__WORK TASK__:
Copy the entries out again in full.
....
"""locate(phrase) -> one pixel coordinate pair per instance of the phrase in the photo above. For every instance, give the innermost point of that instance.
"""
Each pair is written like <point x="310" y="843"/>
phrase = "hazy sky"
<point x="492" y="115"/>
....
__EXERCISE RESPONSE__:
"""locate(phrase) -> one pixel coordinate pair per instance of the phrase in the photo above. For every instance, give the innermost point of that instance.
"""
Each pair is written like <point x="310" y="843"/>
phrase = "hazy sky"
<point x="492" y="115"/>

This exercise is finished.